■ **DOCUMENT EXCERPT**
•••
YOUR QUICK AND DIRTY GUIDE TO THROWING DOWN WITH A PRO-LIFER

Written by Megan E. Hodges.

As educated and liberal-minded individuals, we know that we must nod vigorously in agreement with the woman’s right to choose. To say otherwise would elicit gasps of horror from our peers. But is it so simple to justify the pro-abortion stance? Often when engaging in these debates, those who support the right to abortion find themselves forced to admit that, all things being equal, the moral prohibition against killing is perhaps more important, more stringent than the right to bodily autonomy. I mean, we are talking about killing a human – “the innocent unborn,” as they say, if a little chillingly. Why, if the mother would just leave it alone for nine months, it would grow into a beautiful and unique little snowflake! Right?

There is no doubt that the abortion question is perplexing. We feel, viscerally, that the right to choose what happens to our bodies is fundamental. It is said that abortion disproportionately affects women (um, yeah), that abortion rights go to the heart of gender equality, that going through with an unwanted pregnancy is physically and psychologically traumatizing, and that laws prohibiting safe abortion merely force women to seek out risky alternatives.
•••
■ **RECORDED INFORMATION**
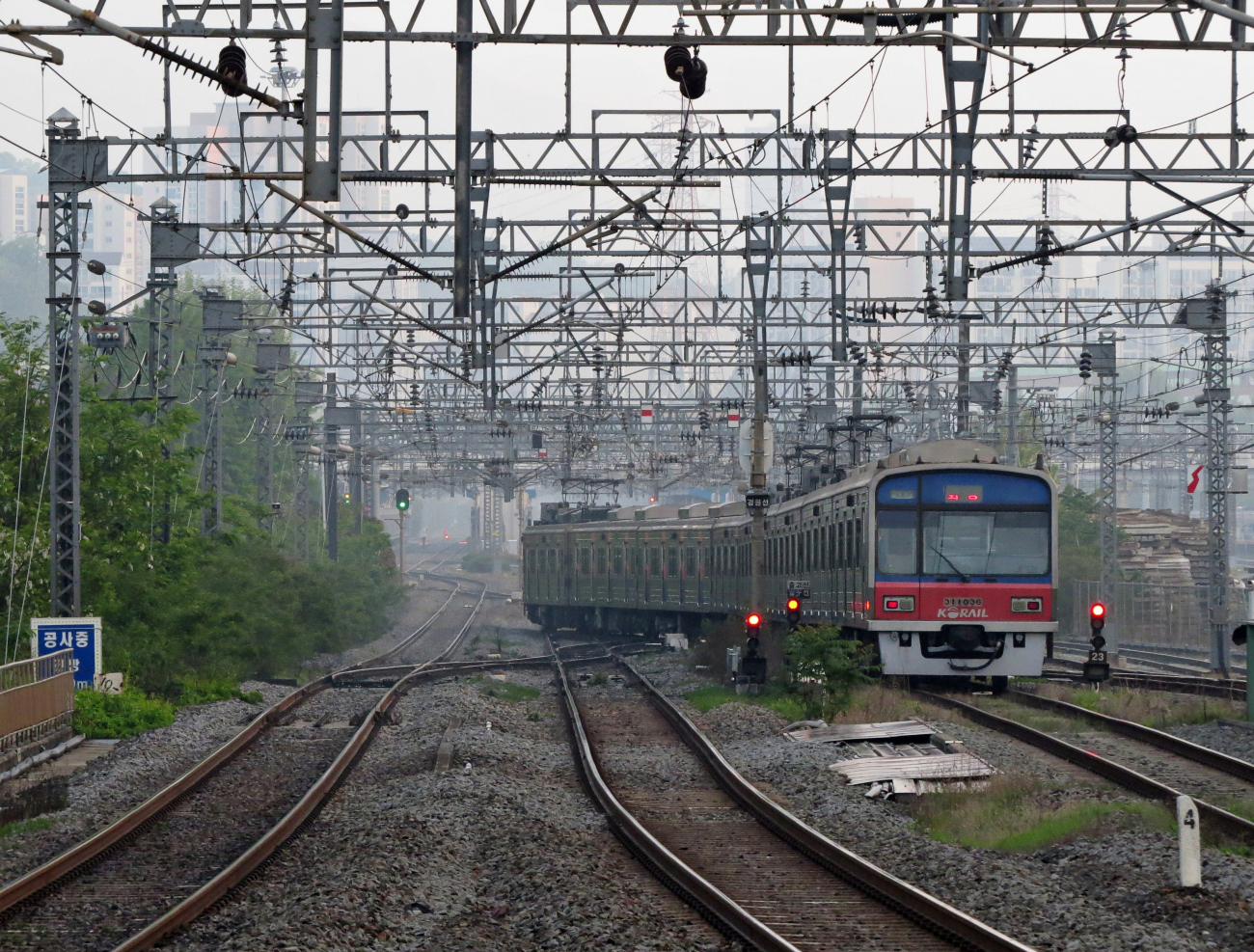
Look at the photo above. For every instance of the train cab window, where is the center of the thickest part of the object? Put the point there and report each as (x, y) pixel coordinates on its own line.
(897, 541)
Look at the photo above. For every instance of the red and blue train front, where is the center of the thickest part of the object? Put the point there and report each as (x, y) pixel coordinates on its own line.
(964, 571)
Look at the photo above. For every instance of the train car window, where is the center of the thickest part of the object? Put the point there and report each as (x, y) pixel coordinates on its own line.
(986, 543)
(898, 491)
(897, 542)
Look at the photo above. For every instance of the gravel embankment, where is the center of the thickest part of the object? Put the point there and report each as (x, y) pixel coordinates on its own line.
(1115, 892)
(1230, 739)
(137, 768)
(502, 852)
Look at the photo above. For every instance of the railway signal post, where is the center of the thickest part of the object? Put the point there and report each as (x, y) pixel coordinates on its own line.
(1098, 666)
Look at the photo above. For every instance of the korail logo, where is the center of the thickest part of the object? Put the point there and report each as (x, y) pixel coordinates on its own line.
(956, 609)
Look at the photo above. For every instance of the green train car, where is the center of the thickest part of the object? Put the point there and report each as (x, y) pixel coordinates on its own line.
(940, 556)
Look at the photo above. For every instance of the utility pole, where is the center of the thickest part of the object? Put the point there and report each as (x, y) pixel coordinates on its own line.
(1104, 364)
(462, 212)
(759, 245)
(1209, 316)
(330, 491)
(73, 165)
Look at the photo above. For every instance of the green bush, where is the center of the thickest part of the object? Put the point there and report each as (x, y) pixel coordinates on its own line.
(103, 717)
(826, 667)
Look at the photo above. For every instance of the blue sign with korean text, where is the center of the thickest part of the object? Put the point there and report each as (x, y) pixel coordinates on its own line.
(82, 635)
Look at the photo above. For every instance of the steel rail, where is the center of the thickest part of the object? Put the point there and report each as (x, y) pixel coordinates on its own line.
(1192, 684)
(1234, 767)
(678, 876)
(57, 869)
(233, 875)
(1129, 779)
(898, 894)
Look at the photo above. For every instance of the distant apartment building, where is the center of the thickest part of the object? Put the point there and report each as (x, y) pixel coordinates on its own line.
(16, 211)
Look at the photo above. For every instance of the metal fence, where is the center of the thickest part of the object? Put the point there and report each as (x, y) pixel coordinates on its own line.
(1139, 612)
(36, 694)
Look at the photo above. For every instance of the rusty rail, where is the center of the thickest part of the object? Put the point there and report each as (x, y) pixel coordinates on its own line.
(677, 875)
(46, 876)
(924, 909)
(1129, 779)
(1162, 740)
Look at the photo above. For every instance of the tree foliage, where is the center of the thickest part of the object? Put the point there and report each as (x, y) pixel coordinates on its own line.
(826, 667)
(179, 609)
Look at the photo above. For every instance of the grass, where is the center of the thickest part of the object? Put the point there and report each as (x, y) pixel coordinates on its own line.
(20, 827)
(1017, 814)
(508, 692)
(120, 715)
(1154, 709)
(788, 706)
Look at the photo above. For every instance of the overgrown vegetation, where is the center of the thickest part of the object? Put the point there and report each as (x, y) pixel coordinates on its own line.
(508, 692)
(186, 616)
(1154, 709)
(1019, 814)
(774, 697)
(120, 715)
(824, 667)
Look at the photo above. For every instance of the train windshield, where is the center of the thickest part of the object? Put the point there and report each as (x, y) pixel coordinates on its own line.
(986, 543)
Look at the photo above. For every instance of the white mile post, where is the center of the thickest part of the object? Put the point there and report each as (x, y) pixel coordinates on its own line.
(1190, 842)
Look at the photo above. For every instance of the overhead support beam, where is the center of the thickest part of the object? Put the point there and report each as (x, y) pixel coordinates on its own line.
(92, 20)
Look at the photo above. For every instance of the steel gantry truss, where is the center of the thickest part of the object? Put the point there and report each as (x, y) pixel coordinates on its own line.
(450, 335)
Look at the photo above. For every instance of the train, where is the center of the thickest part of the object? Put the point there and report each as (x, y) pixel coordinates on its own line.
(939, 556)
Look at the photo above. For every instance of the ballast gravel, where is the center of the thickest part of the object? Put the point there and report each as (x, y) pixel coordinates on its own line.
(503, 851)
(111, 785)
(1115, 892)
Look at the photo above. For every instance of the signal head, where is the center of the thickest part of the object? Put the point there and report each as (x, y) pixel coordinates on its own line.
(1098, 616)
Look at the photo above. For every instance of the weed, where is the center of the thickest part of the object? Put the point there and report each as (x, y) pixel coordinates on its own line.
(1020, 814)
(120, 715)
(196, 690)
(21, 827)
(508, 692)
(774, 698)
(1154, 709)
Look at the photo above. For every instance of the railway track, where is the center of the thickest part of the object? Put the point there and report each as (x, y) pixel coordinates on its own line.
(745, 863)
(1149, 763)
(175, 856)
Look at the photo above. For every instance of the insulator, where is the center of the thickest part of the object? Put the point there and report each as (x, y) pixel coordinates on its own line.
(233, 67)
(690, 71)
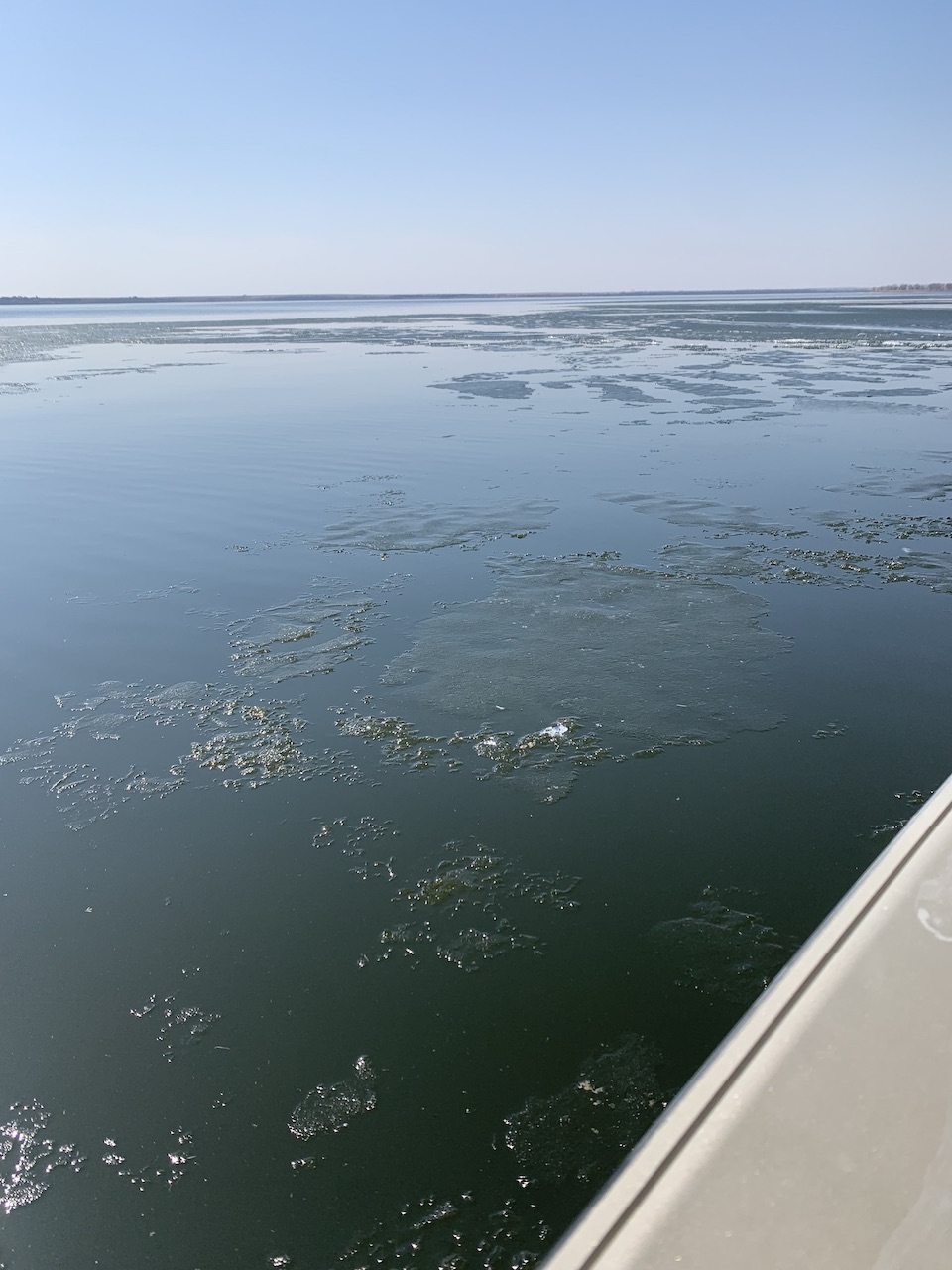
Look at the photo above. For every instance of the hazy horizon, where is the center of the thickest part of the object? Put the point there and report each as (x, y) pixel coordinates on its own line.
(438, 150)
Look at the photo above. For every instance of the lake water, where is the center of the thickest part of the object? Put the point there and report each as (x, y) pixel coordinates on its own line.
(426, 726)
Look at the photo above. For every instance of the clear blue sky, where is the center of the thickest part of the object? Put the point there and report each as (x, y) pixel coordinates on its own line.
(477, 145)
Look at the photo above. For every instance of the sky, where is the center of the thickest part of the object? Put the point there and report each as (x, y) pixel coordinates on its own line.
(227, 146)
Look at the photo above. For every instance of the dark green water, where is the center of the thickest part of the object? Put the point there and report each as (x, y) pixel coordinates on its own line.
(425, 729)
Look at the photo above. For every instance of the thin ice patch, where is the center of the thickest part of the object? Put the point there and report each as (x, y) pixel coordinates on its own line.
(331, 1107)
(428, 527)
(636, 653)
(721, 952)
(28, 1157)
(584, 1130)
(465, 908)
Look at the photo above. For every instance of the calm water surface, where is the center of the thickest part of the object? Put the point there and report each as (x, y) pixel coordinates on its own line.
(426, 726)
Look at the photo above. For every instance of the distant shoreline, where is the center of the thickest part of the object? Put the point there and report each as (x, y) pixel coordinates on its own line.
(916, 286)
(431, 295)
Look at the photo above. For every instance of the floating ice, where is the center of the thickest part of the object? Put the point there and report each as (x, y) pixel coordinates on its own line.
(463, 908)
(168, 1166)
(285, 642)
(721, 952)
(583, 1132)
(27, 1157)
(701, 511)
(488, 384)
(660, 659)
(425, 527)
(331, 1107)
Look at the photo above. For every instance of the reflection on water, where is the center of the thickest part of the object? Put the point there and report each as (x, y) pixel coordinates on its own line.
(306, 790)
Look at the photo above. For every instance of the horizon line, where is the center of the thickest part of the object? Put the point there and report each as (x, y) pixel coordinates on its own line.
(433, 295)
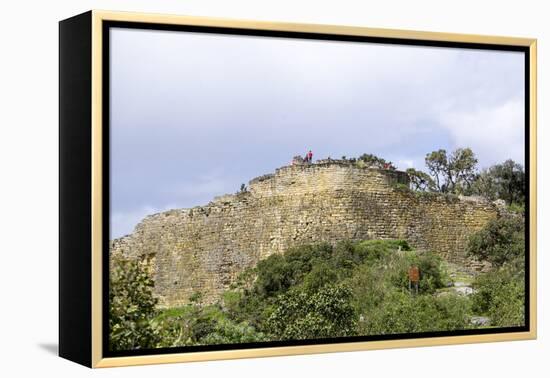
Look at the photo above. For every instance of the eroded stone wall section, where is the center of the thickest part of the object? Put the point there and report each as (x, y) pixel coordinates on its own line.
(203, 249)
•••
■ **INSTRUCTIONS TO FOLLOW**
Copy out the full essay on arguing about abortion, word for word. Work only from the essay on arguing about abortion.

■ **ANSWER**
YOUR QUICK AND DIRTY GUIDE TO THROWING DOWN WITH A PRO-LIFER

Written by Megan E. Hodges.

As educated and liberal-minded individuals, we know that we must nod vigorously in agreement with the woman’s right to choose. To say otherwise would elicit gasps of horror from our peers. But is it so simple to justify the pro-abortion stance? Often when engaging in these debates, those who support the right to abortion find themselves forced to admit that, all things being equal, the moral prohibition against killing is perhaps more important, more stringent than the right to bodily autonomy. I mean, we are talking about killing a human – “the innocent unborn,” as they say, if a little chillingly. Why, if the mother would just leave it alone for nine months, it would grow into a beautiful and unique little snowflake! Right?

There is no doubt that the abortion question is perplexing. We feel, viscerally, that the right to choose what happens to our bodies is fundamental. It is said that abortion disproportionately affects women (um, yeah), that abortion rights go to the heart of gender equality, that going through with an unwanted pregnancy is physically and psychologically traumatizing, and that laws prohibiting safe abortion merely force women to seek out risky alternatives.